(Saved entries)
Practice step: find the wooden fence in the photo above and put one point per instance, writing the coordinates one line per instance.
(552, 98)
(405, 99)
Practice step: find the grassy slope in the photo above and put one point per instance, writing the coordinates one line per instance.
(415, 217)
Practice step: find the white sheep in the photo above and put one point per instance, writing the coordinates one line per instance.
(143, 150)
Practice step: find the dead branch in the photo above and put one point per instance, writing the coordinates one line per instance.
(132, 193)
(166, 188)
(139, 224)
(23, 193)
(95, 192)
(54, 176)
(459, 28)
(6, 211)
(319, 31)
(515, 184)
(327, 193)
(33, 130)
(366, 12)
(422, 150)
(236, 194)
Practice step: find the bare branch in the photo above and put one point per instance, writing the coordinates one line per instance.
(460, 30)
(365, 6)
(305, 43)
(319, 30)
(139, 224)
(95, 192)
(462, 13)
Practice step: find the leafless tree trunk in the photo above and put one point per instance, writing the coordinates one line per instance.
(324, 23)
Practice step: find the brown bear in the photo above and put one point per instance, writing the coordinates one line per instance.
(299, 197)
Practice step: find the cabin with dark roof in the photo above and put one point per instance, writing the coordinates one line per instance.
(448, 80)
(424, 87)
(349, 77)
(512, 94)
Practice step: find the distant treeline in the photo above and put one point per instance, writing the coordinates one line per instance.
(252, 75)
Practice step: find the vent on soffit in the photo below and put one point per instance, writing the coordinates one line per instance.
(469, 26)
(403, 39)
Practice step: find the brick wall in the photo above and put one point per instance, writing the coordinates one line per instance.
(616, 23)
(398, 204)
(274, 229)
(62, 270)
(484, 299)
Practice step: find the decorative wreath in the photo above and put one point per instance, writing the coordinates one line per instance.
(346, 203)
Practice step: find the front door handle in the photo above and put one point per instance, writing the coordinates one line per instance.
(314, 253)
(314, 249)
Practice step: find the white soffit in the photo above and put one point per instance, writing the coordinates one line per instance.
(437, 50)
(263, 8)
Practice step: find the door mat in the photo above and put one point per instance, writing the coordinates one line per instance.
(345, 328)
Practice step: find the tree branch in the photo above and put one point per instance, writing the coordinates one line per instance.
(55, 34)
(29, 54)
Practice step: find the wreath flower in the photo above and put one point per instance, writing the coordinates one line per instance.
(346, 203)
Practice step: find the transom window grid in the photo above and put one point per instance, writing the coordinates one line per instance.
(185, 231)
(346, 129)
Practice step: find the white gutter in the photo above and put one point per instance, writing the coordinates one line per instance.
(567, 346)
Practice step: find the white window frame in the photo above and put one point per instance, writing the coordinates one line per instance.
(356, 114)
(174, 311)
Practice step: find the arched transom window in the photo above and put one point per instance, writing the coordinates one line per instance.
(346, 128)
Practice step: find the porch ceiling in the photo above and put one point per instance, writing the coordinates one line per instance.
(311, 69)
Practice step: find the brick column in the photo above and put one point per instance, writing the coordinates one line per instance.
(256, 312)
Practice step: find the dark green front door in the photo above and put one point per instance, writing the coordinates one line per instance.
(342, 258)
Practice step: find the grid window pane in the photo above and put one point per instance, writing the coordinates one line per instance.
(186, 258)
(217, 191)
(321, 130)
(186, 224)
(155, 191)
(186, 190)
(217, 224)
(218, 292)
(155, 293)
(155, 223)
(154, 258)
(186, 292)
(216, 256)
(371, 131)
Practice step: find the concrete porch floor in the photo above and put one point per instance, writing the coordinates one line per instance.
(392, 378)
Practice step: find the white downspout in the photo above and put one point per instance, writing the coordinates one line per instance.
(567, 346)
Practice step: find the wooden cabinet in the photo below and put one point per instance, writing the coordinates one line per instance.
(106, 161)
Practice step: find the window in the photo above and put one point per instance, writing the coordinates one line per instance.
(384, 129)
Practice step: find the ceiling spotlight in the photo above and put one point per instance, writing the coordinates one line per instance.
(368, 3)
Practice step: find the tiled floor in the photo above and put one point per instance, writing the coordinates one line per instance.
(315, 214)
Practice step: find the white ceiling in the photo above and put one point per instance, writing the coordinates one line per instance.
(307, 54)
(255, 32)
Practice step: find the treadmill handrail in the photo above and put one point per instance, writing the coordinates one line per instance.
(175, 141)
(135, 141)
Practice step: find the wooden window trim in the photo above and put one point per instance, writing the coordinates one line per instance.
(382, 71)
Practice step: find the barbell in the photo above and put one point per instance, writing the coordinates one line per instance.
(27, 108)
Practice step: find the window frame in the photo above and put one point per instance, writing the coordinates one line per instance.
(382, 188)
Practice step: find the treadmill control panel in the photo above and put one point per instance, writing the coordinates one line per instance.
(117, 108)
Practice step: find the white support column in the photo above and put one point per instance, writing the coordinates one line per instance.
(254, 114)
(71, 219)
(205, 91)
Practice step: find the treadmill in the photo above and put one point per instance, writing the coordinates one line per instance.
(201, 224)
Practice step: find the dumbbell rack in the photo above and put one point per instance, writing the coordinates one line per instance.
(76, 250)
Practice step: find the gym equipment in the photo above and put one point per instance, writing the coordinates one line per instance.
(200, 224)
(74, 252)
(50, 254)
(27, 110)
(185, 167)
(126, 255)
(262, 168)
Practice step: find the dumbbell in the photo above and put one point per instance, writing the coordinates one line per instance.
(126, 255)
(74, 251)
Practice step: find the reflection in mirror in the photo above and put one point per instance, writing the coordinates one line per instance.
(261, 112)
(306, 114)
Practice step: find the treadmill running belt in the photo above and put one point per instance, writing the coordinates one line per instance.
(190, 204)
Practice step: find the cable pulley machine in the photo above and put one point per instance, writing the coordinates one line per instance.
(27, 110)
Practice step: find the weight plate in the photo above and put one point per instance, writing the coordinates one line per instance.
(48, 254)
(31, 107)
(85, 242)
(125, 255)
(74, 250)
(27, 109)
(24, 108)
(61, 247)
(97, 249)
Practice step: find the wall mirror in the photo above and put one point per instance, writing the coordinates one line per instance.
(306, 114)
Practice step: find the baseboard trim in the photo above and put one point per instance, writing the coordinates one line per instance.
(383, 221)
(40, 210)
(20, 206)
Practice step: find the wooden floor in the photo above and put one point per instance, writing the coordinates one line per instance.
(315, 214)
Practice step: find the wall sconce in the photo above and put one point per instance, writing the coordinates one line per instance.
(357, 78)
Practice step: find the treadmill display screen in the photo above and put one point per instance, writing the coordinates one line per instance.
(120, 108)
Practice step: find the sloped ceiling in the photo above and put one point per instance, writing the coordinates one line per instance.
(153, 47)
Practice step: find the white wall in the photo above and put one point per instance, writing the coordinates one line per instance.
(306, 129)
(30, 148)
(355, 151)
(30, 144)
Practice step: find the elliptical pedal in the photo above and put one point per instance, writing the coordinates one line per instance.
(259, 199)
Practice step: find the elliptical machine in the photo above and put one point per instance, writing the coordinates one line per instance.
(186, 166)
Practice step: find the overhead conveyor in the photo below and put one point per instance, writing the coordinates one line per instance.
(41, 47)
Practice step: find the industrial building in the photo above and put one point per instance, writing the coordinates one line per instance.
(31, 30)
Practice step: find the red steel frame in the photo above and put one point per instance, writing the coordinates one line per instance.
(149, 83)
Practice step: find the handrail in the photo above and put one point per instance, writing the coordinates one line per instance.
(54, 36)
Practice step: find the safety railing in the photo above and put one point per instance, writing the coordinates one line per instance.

### WHAT THE TASK ASKS
Write every entry out again. Keep each one exact.

### SOLUTION TO THE EXERCISE
Practice step: find the wooden fence in the photo above and put one point per instance, writing the coordinates one line per instance.
(552, 98)
(405, 99)
Practice step: find the grassy slope in the photo above and put one point per instance, writing the coordinates one line per instance.
(415, 217)
Practice step: find the white sheep in the photo above and put one point per instance, writing the coordinates one line per instance.
(143, 150)
Practice step: find the dead branch in the photo above and put one point per instance, writing the coordinates one line per instance.
(132, 193)
(166, 188)
(139, 224)
(23, 193)
(95, 192)
(54, 176)
(459, 28)
(6, 211)
(319, 31)
(515, 184)
(327, 193)
(33, 130)
(366, 12)
(422, 150)
(236, 194)
Practice step: find the bare branch in the photo above and put one point per instance, writing the coordinates one line per instance.
(460, 30)
(365, 6)
(305, 43)
(319, 30)
(139, 224)
(95, 192)
(462, 13)
Practice step: find the leafless tree trunk in the photo above and put one point per instance, writing the coordinates one line per instance.
(324, 23)
Practice step: find the brown bear in the photo above and put one point per instance, writing the coordinates one line per instance.
(299, 197)
Practice step: find the cabin with dark roof in the photo above and put one point per instance, writing the coordinates one line per instance.
(448, 80)
(424, 87)
(349, 77)
(512, 94)
Practice step: find the distant treeline in the photo above and put one point per instance, writing the coordinates one line per instance.
(252, 75)
Practice step: find the vent on soffit in the photo below and put one point per instance, writing the coordinates one line per instance.
(469, 26)
(403, 39)
Practice step: find the brick wall in the photo above and put one point per instance, writing the coordinates one line per instance.
(616, 23)
(398, 204)
(274, 229)
(62, 270)
(484, 299)
Practice step: find the decorative wreath in the photo above and put one point per instance, writing the coordinates one line per instance.
(346, 203)
Practice step: find the front door handle in the photo above and put one point per instance, writing the coordinates one line per instance.
(314, 253)
(314, 249)
Practice step: find the white soffit in the photo above and put one point per instance, writing the coordinates one line per instance.
(437, 50)
(263, 8)
Practice step: find the door mat in the photo above and put one point per instance, writing the coordinates one line per instance.
(345, 328)
Practice step: find the tree branch in the photo above and put one point per instance, writing the coordinates one line per instance.
(55, 34)
(29, 54)
Practice step: find the wreath flower in the photo above and put one point per instance, writing the coordinates one line per instance.
(346, 203)
Practice step: find the transom window grid in the photo above and put one point per instance, writing the coordinates one line per instance.
(185, 231)
(346, 129)
Practice step: find the white gutter in the photo above and put one point per instance, writing the coordinates one line per instance.
(567, 346)
Practice step: find the white window frame in the photo above and put one point per instance, writing the coordinates one line per instance.
(356, 114)
(174, 311)
Practice step: find the arched transom window in the photo above and put one point per instance, writing the coordinates one line per instance.
(346, 128)
Practice step: find the porch ceiling in the photo above and put one point per instance, writing the coordinates one line per instance.
(311, 69)
Practice step: find the brick column in the photo above and put one point per instance, writing the coordinates one line per instance.
(256, 312)
Practice step: find the dark green front door in the photo above and put one point per instance, writing the coordinates one line per instance.
(342, 258)
Practice step: find the grid window pane in the photo above and put one point per instance, writing the coordinates one line per instance.
(186, 258)
(217, 191)
(321, 130)
(186, 224)
(155, 191)
(186, 190)
(217, 224)
(218, 292)
(155, 293)
(155, 223)
(154, 258)
(186, 292)
(216, 256)
(371, 131)
Practice step: find the concrete porch floor in the photo above and put one point per instance, writing the coordinates one line per instance.
(392, 378)
Practice step: find the white downspout in the photo above and put one point per instance, writing the coordinates one line per instance.
(567, 346)
Practice step: find the wooden cabinet in the photo below and put one point per instance, writing the coordinates one line per instance.
(106, 161)
Practice step: find the window in the photo above and put one point per instance, writing the coordinates one line per instance.
(384, 129)
Practice step: find the ceiling spotlight in the photo above and put one point per instance, writing the coordinates one line per instance.
(368, 3)
Practice step: find the tiled floor in the photo above and put one point per instance, writing the coordinates one line per instance.
(315, 214)
Practice step: find the white ceiling in the photo above and put one point per instance, writing the coordinates one line per instance.
(307, 54)
(255, 32)
Practice step: find the treadmill handrail in the photo above and put one point per instance, writing the coordinates one line per instance.
(175, 141)
(135, 141)
Practice step: find the wooden window trim in the photo above and put one point per instance, writing the coordinates one line per instance.
(382, 71)
Practice step: find the barbell in the photo above and put one point per instance, writing the coordinates one line per instance.
(27, 108)
Practice step: find the window frame in the photo above and put one point per instance, writing the coordinates one line per instance.
(382, 188)
Practice step: find the treadmill control panel in the photo above and put one point per instance, writing the coordinates one line per instance.
(117, 108)
Practice step: find the white support column in the photo above and put one point per instance, writing the coordinates one line per instance.
(254, 114)
(71, 219)
(205, 91)
Practice step: find the treadmill in the photo above and put one point per instance, writing the coordinates one line per instance.
(201, 224)
Practice step: find the dumbbell rack in the photo above and put one point per instance, writing the coordinates one line per instance.
(76, 250)
Practice step: find the gym equipment in the photo above and put one point per instance, writing the coordinates one line per instance.
(200, 224)
(74, 252)
(50, 254)
(27, 110)
(185, 167)
(126, 255)
(262, 168)
Practice step: find the dumbbell in the photo above and put one point per instance, writing the coordinates one line per instance.
(126, 255)
(74, 251)
Practice step: find the reflection in mirror in the photo above and put one point per instance, writing the coordinates one line per instance.
(261, 112)
(306, 114)
Practice step: find the treadmill running belt in the photo above and put one point per instance, writing the coordinates one line per instance.
(190, 204)
Practice step: find the cable pulley machine in the photo above and put one point per instance, writing the coordinates one line per instance.
(27, 110)
Practice step: find the weight plate in the photo above and put one point per instance, writing the coordinates one line per instance.
(48, 254)
(31, 107)
(85, 242)
(125, 255)
(74, 250)
(27, 109)
(24, 108)
(61, 247)
(97, 249)
Practice step: find the wall mirror in the photo above and put one point per instance, writing the coordinates one line per instance.
(306, 114)
Practice step: find the baseboard trim in the photo above and put one point per instance, writing the coordinates one line per instance.
(383, 221)
(40, 210)
(20, 206)
Practice step: find the wooden floor in the photo above and put one point per instance, writing the coordinates one line per instance.
(315, 214)
Practice step: find the wall sconce in the photo above and put one point per instance, writing the coordinates one line per instance.
(357, 78)
Practice step: find the treadmill display screen in the photo above and put one point per instance, writing the coordinates one line per instance.
(120, 108)
Practice step: find the sloped ceiling in the photo above and put one point per instance, writing the coordinates one line per instance.
(153, 47)
Practice step: find the white wall in the photo above and put one point per instance, writing the coordinates one line per instance.
(306, 129)
(30, 148)
(355, 151)
(30, 144)
Practice step: find the elliptical pedal in the photo above and put one point per instance, writing the coordinates one line per instance.
(259, 199)
Practice step: find the elliptical machine in the photo above and put one point per instance, writing the coordinates one line per instance.
(186, 166)
Practice step: find the overhead conveyor in the photo below and put one point per instance, writing the coordinates one line per instance.
(41, 47)
Practice step: find the industrial building in the photo above and put one point per instance, writing the coordinates one line per instance.
(31, 30)
Practice step: find the red steel frame in the photo above and put one point per instance, writing the coordinates one line per instance.
(149, 83)
Practice step: find the handrail in the photo above and put one point per instance, writing the coordinates one line per instance.
(54, 36)
Practice step: find the safety railing in the photo above and put one point per instance, writing the coordinates one line per instance.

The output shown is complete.